[EXTRACTED TEXT]:
<<<<

Competitive Balance Part 1: What Are The Issues?

The importance of competitive balance and uncertainty of outcome for professional sports leagues is axiomatic not only in academia but also within the sports industry and the media in general. But what is competitive balance? There are a multitude of definitions and metrics. Competitive balance clearly means different things to different people. Its importance is also problematic. The English Premier League (EPL) is often cited as an example of a competitively dominated league but its gate attendances and TV ratings continue to grow, as does the value of its domestic and international media rights.

            I have long held an interest in competitive balance both as a sports economist and as a sports fan. I have presented at various academic and industry conferences and workshops on the subject over the years as well as publishing journal articles and book chapters. Much of my research on competitive balance has been in collaboration with Morten Kringstad, a Norwegian sports economist who completed a doctoral dissertation on competitive balance at Leeds University Business School

            In this post I want to discuss competitive balance in terms of four issues – definition, significance, measurement and implications. In two subsequent posts I will present empirical evidence on competitive balance in both European football and the North American major leagues that Morten and I have published in recent journal articles.

>>>>

[EXERCISE GOAL]:
Set down, word for word, the passage of the competitive balance post above, starting with "Competitive Balance Part" and going on through "international media rights.".

[EXCERPTED RECORDS]:
<<<<

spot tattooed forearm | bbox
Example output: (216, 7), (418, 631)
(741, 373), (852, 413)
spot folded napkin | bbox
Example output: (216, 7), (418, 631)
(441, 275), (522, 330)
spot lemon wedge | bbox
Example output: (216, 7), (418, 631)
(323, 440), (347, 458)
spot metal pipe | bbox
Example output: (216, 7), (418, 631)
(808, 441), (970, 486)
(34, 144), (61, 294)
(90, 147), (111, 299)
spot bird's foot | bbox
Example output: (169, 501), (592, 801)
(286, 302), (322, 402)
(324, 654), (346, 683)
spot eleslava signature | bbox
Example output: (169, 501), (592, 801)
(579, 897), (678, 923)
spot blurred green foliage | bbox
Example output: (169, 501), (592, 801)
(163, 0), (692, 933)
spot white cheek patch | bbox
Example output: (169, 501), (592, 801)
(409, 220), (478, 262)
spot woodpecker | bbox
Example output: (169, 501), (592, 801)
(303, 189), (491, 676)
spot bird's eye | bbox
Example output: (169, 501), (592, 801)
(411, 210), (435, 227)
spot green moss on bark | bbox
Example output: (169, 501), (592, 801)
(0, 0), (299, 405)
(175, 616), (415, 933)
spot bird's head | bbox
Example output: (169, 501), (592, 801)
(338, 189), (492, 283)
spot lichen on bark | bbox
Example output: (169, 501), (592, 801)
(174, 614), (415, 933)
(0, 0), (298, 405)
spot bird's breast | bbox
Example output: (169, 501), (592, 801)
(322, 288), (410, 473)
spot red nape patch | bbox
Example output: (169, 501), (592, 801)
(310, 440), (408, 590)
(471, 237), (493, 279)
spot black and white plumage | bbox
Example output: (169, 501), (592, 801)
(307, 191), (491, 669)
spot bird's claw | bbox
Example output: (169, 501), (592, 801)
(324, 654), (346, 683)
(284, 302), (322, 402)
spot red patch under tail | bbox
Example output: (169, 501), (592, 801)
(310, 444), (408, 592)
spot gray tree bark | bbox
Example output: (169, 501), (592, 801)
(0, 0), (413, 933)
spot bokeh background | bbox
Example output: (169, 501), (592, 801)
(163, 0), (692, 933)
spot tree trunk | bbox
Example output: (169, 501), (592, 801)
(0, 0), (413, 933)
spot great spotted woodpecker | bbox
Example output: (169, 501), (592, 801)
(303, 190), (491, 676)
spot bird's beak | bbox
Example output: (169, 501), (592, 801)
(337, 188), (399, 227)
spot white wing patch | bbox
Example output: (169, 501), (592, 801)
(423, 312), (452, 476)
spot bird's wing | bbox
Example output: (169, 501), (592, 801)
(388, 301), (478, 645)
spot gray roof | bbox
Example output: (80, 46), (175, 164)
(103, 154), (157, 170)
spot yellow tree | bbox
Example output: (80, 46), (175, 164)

>>>>

[REPLY TO THE EXERCISE]:
Competitive Balance Part 1: What Are The Issues?

The importance of competitive balance and uncertainty of outcome for professional sports leagues is axiomatic not only in academia but also within the sports industry and the media in general. But what is competitive balance? There are a multitude of definitions and metrics. Competitive balance clearly means different things to different people. Its importance is also problematic. The English Premier League (EPL) is often cited as an example of a competitively dominated league but its gate attendances and TV ratings continue to grow, as does the value of its domestic and international media rights.